11 Ekim 2011 Salı

Öğrenmek

Dün gece bir yazı yazmaya başladım, sonra beğenmedim, yazdığım yazıyı yayınlamadan sildim. Öğretmenler üzerineydi yazım, özellikle kişisel gelişim, tekamül alanındaki öğretmenlerle ilgili...

Hani atasözlerimiz genelde birbiri ile çelişir, duruma göre hangisi işimize geliyorsa onu seçer söyleriz ya, takıldığım 2 söz var:
- Hocanın dediğini yap, yaptığını yapma.
- Kelin merhemi olsa kendi başına sürerdi.

Birisini öğretmenim olarak kabul etmem için, merhemi varsa başına sürmüş olmasını bekliyorum bir yandan. Bana vermeye çalıştığı bilgiyi kendi hayatında uygulamış mı bilmem lazım. Eğer uygulamamışsa:
- O bilgi uygulanabilir değildir.
————————
Alıştırma koşulları:
a. Öğrenmek yazısında yazar, dün gece yazmaya başladığı yazıyı sonunda ne yaptı?
b. Öğrenmek yazısında "Dün gece bir" sözlerinden "yap, yaptığını yapma." sözlerine kadar her şeyi, "öğretmenlerle" yerine "hocalarla" koyarak yeniden yazın.
c. Öğrenmek yazısını kaldığı yerden sürdürün.

(Kayıtlı veriler)
————————
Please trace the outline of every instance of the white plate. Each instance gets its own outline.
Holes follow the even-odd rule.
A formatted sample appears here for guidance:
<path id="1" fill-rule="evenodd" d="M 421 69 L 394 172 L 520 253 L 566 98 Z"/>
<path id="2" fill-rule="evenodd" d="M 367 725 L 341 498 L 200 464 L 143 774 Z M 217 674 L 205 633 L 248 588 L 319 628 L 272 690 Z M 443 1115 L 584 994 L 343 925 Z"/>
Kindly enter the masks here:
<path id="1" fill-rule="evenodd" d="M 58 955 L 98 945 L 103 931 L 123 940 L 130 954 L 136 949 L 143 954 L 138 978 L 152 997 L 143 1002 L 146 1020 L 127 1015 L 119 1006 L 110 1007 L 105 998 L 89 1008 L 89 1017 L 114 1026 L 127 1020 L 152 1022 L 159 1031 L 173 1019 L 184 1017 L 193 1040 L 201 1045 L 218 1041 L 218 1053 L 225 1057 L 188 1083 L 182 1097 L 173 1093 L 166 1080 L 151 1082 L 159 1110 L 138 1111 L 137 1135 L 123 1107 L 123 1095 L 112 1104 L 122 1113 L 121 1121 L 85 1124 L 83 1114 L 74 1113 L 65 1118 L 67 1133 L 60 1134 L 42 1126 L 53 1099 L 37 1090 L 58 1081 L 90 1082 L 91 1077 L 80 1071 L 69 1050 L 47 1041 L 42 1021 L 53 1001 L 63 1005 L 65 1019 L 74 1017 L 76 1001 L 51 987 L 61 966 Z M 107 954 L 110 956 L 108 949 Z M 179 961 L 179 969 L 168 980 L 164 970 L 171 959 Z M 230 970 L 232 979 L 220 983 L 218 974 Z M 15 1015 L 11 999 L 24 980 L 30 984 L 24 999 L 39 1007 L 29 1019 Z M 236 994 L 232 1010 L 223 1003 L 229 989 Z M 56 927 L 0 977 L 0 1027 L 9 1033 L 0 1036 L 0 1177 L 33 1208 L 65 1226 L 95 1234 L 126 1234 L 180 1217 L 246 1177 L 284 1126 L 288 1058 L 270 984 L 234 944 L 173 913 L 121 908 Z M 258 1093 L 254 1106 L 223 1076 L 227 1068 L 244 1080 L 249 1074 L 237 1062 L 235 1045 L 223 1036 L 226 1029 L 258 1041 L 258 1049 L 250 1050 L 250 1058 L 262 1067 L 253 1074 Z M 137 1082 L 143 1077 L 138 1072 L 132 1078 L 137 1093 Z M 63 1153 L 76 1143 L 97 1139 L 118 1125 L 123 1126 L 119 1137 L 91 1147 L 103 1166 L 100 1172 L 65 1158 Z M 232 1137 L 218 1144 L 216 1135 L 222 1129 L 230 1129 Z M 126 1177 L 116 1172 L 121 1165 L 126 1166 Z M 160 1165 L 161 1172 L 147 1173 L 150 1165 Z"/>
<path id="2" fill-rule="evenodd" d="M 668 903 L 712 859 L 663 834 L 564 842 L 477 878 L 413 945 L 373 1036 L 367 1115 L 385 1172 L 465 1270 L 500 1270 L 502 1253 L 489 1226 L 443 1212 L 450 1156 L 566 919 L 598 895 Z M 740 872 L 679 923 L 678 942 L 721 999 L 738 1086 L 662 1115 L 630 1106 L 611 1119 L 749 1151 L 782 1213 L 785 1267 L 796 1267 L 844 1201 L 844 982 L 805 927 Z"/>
————————
Görev görev sonuçlar:
a. Yazıyı yayınlamadan sildi.

b.
Dün gece bir yazı yazmaya başladım, sonra beğenmedim, yazdığım yazıyı yayınlamadan sildim. Öğretmenler üzerineydi yazım, özellikle kişisel gelişim, tekamül alanındaki hocalarla ilgili...

Hani atasözlerimiz genelde birbiri ile çelişir, duruma göre hangisi işimize geliyorsa onu seçer söyleriz ya, takıldığım 2 söz var:
- Hocanın dediğini yap, yaptığını yapma.

c.
- Beklenen sonucu vermiyordur.
- Kendi anlattığına inanmıyordur.
falan filan... Bu benim için çok önemli. Kendi bilgisine değer vermeli, verdiği değeri hayatında göstermeli, hayatı rahat ve su gibi akar olmalı, ya da en azından değişimi görülmeli.

Gelelim diğer söze: Hocanın dediğini yap...

Yok aslında, bu pek bana göre bir şey değil. Yine de öğrenmek eyleminin bazen öğretenden bağımsız olduğu olgusuna değinmek istiyorum. Bu gece bir toplantıya davetliydim. Davet edilmeden önce de yüreğimde oraya gitmem gerektiğini bilmiştim üstelik. Gittim, öğretmen beyefendi ile tanıştım, sohbetini dinledim. AN'da olmaya çalışarak, anlamak için dinledim. Zihnimin her türlü bulandırma ve sulandırma çalışmalarına rağmen dinledim. Bana uyan ve uymayan, eski ve yeni anlatımları dinledim. Kafamdaki "ama"ları bir kenara bırakarak dinledim.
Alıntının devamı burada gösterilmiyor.